§ Problem to work on:
Provide an exact transcription of all the records.

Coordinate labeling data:
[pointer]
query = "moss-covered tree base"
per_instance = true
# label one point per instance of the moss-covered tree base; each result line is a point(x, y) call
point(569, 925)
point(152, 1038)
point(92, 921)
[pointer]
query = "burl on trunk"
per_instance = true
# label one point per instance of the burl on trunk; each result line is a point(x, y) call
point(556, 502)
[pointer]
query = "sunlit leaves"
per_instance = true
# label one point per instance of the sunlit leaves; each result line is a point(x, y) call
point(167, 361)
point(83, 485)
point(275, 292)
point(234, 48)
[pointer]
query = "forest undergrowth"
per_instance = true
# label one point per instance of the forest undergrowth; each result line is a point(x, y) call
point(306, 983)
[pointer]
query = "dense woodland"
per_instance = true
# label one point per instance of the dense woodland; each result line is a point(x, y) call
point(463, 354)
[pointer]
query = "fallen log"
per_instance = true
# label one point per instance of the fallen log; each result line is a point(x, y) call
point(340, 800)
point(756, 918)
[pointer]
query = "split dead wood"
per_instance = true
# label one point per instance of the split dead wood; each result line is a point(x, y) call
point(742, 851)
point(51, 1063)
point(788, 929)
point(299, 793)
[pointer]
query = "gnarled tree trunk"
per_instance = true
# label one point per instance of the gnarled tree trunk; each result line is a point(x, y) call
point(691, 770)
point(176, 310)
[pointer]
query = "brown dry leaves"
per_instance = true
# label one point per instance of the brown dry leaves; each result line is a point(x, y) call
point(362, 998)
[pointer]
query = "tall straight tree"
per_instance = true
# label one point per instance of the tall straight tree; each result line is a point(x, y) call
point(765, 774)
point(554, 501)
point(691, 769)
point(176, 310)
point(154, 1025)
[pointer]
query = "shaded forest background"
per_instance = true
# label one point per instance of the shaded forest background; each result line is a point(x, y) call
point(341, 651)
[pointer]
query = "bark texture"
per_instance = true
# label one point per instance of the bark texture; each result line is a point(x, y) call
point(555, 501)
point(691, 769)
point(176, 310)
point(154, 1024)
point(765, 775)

§ Answer for the task:
[pointer]
query = "moss-covered tree base"
per_instance = true
# label one point per instance of the moss-covered tree base; each result line is a point(x, y) call
point(569, 925)
point(152, 1038)
point(92, 921)
[pointer]
query = "burl on trunk"
per_instance = true
# label one point per instance of the burl on trunk; each result line is a point(x, y) call
point(556, 502)
[pointer]
query = "sunlit leaves"
per_instance = true
# label one point per instance of the sunlit leaves; each result line is a point(x, y) call
point(167, 361)
point(83, 485)
point(275, 292)
point(234, 48)
[pointer]
query = "forest undergrowth"
per_instance = true
# label one point per instance of the forest undergrowth; each result line is a point(x, y) call
point(306, 983)
[pointer]
query = "dense woodland"
per_instance = true
# label one point per instance of the dense woodland; each result line is a point(x, y) call
point(463, 354)
[pointer]
query = "fallen log"
per_instance = true
# label one point per instance of the fallen log; each result line is a point(x, y) call
point(340, 800)
point(756, 918)
[pointer]
query = "split dead wood"
per_instance = true
# label one point per instance of the split dead wood; each result line is a point(x, y) call
point(742, 851)
point(51, 1063)
point(788, 929)
point(299, 793)
[pointer]
query = "gnarled tree trunk"
per_instance = true
# label one point per instance of the gnarled tree trunk; each result line is a point(x, y) call
point(691, 770)
point(176, 310)
[pointer]
query = "brown dry leaves"
per_instance = true
# label one point per instance of the brown dry leaves; each result line is a point(x, y) call
point(362, 998)
[pointer]
query = "tall straight tree"
per_instance = true
# label one point per instance of the tall straight tree; each result line is a point(x, y) call
point(765, 774)
point(554, 501)
point(691, 769)
point(176, 310)
point(154, 1025)
[pointer]
query = "shaded forest background"
per_instance = true
# label one point per instance of the shaded forest background; each result line is a point(x, y) call
point(341, 651)
[pointer]
query = "bark texture"
per_instance = true
# label one point per instance of the bark texture; each result line is a point(x, y) call
point(555, 501)
point(691, 769)
point(176, 310)
point(154, 1024)
point(765, 775)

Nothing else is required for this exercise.